** Assignment **
Reproduce the records below word for word, leaving out the pictures.

** Records from a dataset **

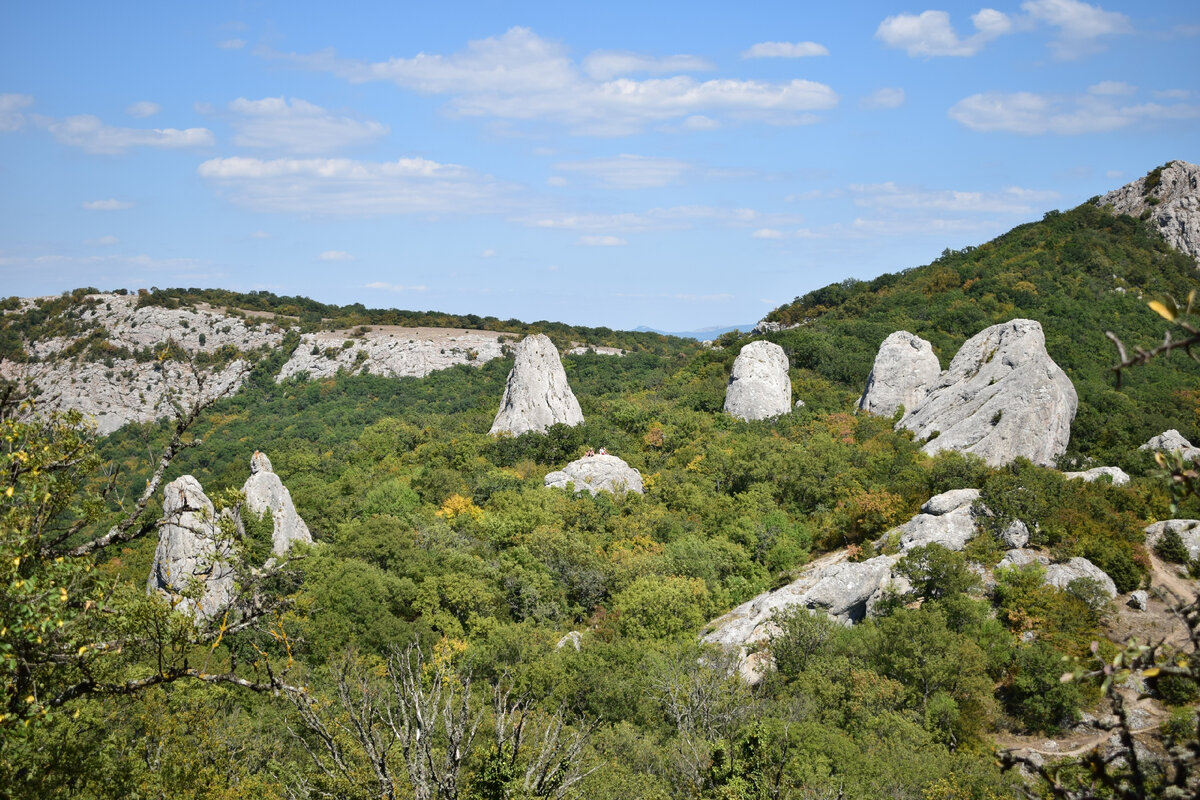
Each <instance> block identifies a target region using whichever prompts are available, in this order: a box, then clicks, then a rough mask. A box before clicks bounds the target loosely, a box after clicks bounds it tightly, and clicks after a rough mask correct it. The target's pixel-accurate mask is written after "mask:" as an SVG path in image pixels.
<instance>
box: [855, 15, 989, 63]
mask: <svg viewBox="0 0 1200 800" xmlns="http://www.w3.org/2000/svg"><path fill="white" fill-rule="evenodd" d="M971 22H972V23H973V24H974V28H976V32H974V35H972V36H968V37H966V38H959V35H958V34H956V32H955V31H954V26H953V25H950V14H949V13H947V12H944V11H923V12H922V13H919V14H908V13H901V14H895V16H894V17H888V18H887V19H884V20H883V22H882V23H880V26H878V29H876V31H875V37H876V38H877V40H880V41H882V42H883V43H884V44H887V46H888V47H895V48H900V49H904V50H905V52H906V53H907V54H908V55H912V56H934V55H960V56H961V55H974V54H976V53H978V52H979V50H980V49H983V46H984V44H985V43H986V42H989V41H991V40H994V38H996V37H997V36H1002V35H1004V34H1007V32H1009V31H1010V30H1012V28H1013V24H1012V20H1010V19H1009V18H1008V16H1007V14H1004V13H1002V12H1000V11H995V10H994V8H984V10H982V11H979V12H978V13H976V14H974V16H972V17H971Z"/></svg>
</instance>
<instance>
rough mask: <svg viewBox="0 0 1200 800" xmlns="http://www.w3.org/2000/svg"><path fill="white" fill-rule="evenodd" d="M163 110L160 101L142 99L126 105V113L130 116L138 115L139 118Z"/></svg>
mask: <svg viewBox="0 0 1200 800" xmlns="http://www.w3.org/2000/svg"><path fill="white" fill-rule="evenodd" d="M161 110H162V106H160V104H158V103H152V102H150V101H149V100H142V101H138V102H137V103H130V104H128V106H126V107H125V113H126V114H128V115H130V116H136V118H138V119H145V118H146V116H154V115H155V114H157V113H158V112H161Z"/></svg>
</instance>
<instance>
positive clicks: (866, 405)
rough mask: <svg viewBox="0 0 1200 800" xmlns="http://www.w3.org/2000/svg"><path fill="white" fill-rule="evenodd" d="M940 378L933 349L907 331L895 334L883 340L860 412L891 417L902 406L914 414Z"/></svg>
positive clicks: (926, 342)
mask: <svg viewBox="0 0 1200 800" xmlns="http://www.w3.org/2000/svg"><path fill="white" fill-rule="evenodd" d="M941 374H942V365H941V363H938V361H937V356H936V355H934V345H931V344H930V343H929V342H926V341H925V339H923V338H920V337H919V336H914V335H912V333H910V332H908V331H896V332H895V333H892V335H890V336H888V337H887V338H886V339H883V344H881V345H880V351H878V353H877V354H876V355H875V366H874V367H872V368H871V374H869V375H868V377H866V390H865V391H863V397H862V399H859V401H858V409H859V410H860V411H869V413H870V414H877V415H880V416H892V415H893V414H895V413H896V410H898V409H899V408H900V407H901V405H902V407H904V408H905V410H913V409H916V408H917V405H918V404H919V403H920V402H922V401H923V399H925V395H926V393H928V392H929V387H930V386H932V385H934V384H935V383H936V381H937V378H938V377H940V375H941Z"/></svg>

** Finished task **
Each <instance> block identifies a target region using whichever prompts are available, in this order: a box, then clicks, then a rough mask. A box before clicks bounds the target loosely, a box after clicks bounds it tightly, and clicks after a rough mask correct it. The target's pixel-accurate mask is written after "mask:" as an SVG path in image pixels.
<instance>
box: [855, 15, 989, 63]
mask: <svg viewBox="0 0 1200 800" xmlns="http://www.w3.org/2000/svg"><path fill="white" fill-rule="evenodd" d="M971 22H972V23H973V24H974V28H976V32H974V35H972V36H968V37H966V38H959V35H958V34H956V32H955V31H954V26H953V25H950V14H949V13H947V12H944V11H923V12H922V13H919V14H908V13H901V14H895V16H894V17H888V18H887V19H884V20H883V22H882V23H880V26H878V29H876V31H875V37H876V38H877V40H880V41H882V42H883V43H884V44H887V46H888V47H895V48H900V49H904V50H905V52H906V53H907V54H908V55H912V56H934V55H960V56H961V55H974V54H976V53H978V52H979V50H980V49H983V46H984V44H985V43H986V42H989V41H991V40H994V38H996V37H997V36H1002V35H1004V34H1007V32H1009V31H1010V30H1012V28H1013V24H1012V20H1010V19H1009V18H1008V16H1007V14H1004V13H1002V12H1000V11H995V10H994V8H984V10H982V11H979V12H978V13H976V14H974V16H972V17H971Z"/></svg>
</instance>
<instance>
rough mask: <svg viewBox="0 0 1200 800" xmlns="http://www.w3.org/2000/svg"><path fill="white" fill-rule="evenodd" d="M163 110L160 101L142 99L126 105V113L130 116L138 115L139 118Z"/></svg>
mask: <svg viewBox="0 0 1200 800" xmlns="http://www.w3.org/2000/svg"><path fill="white" fill-rule="evenodd" d="M161 110H162V106H160V104H158V103H152V102H150V101H149V100H142V101H138V102H137V103H130V104H128V106H126V107H125V113H126V114H128V115H130V116H136V118H138V119H145V118H146V116H154V115H155V114H157V113H158V112H161Z"/></svg>
</instance>
<instance>
positive clicks: (866, 405)
rough mask: <svg viewBox="0 0 1200 800" xmlns="http://www.w3.org/2000/svg"><path fill="white" fill-rule="evenodd" d="M940 378L933 349L907 331L895 334L883 340L860 412L891 417L902 406L914 414Z"/></svg>
positive clicks: (926, 342)
mask: <svg viewBox="0 0 1200 800" xmlns="http://www.w3.org/2000/svg"><path fill="white" fill-rule="evenodd" d="M941 374H942V365H941V363H938V361H937V356H936V355H934V345H931V344H930V343H929V342H926V341H925V339H923V338H920V337H919V336H914V335H912V333H910V332H908V331H896V332H895V333H892V335H890V336H888V337H887V338H886V339H883V344H881V345H880V351H878V353H877V354H876V355H875V366H874V367H872V368H871V374H869V375H868V377H866V390H865V391H863V397H862V399H859V401H858V409H859V410H860V411H869V413H870V414H877V415H880V416H892V415H893V414H895V413H896V410H898V409H899V408H900V407H901V405H902V407H904V408H905V410H913V409H916V408H917V405H918V404H919V403H920V402H922V401H923V399H925V395H926V393H928V392H929V387H930V386H932V385H934V384H935V383H936V381H937V378H938V377H940V375H941Z"/></svg>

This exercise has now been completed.